__任务要求__
1. 原文中,BBC是哪一天发布关于偷拍视频团伙的报道的?
2. 请将原文中以“2023年6月9日,英国媒体BBC”开头的那一段改写得更简短,保留主要事实。
3. 请照抄原文中从“2022年9月22日,中国广州地铁上的乘客在挤拥的地铁车厢内。摄:Qilai Shen/Bloomberg via”一直到“万阅读量,190家媒体参与。”的全部内容。

__原文__
评论|地铁偷拍“疑云”背后的两种愤怒:女性愤怒的失效,与男性愤怒的累积爆发?

这当然不是说女性有义务回应和安抚男性的被剥夺感,但女性需要感知女权运动的处境和面临挑战的细微变化。
2022年9月22日,中国广州地铁上的乘客在挤拥的地铁车厢内。摄:Qilai Shen/Bloomberg via Getty Images
大陆 女性与女权 政治

2023年6月9日,英国媒体BBC发布报道和新闻调查片,揭露生活在日本的中国团伙绕过中国监管,网上售卖尾随、猥亵、性侵等偷拍视频,受害者大多为中国女性,拍摄地点也多为中国大陆。这一新闻在中国大陆各社交媒体得到大量转发,但仅在两天不到的时间里,#bbc卧底记者扒出经营偷拍视频团伙#的话题已经不能访问。

凑巧的是,大约在同一时间,另一则偷拍相关热点话题——#大叔被疑偷拍自证清白后仍遭女子曝光#——则在微博持续发酵,始终在微博热搜榜单中占有一席之地。截止到6月18日,该话题仍有30.1万阅读量,190家媒体参与。

__所示数据__

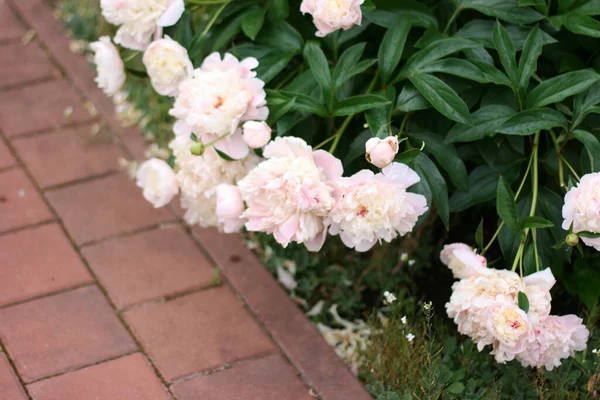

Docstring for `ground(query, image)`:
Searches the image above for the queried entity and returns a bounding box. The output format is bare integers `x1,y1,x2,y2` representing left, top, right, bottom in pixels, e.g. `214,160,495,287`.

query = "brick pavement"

__回答__
1. 2023年6月9日。

2. 2023年6月9日,BBC发布报道和调查片,揭露在日本的中国团伙绕过中国监管,网上售卖偷拍视频。受害者多为中国女性,拍摄地点多在中国大陆。该新闻在大陆社交媒体被大量转发,但不到两天,相关话题就已无法访问。

3.
2022年9月22日,中国广州地铁上的乘客在挤拥的地铁车厢内。摄:Qilai Shen/Bloomberg via Getty Images
大陆 女性与女权 政治

2023年6月9日,英国媒体BBC发布报道和新闻调查片,揭露生活在日本的中国团伙绕过中国监管,网上售卖尾随、猥亵、性侵等偷拍视频,受害者大多为中国女性,拍摄地点也多为中国大陆。这一新闻在中国大陆各社交媒体得到大量转发,但仅在两天不到的时间里,#bbc卧底记者扒出经营偷拍视频团伙#的话题已经不能访问。

凑巧的是,大约在同一时间,另一则偷拍相关热点话题——#大叔被疑偷拍自证清白后仍遭女子曝光#——则在微博持续发酵,始终在微博热搜榜单中占有一席之地。截止到6月18日,该话题仍有30.1万阅读量,190家媒体参与。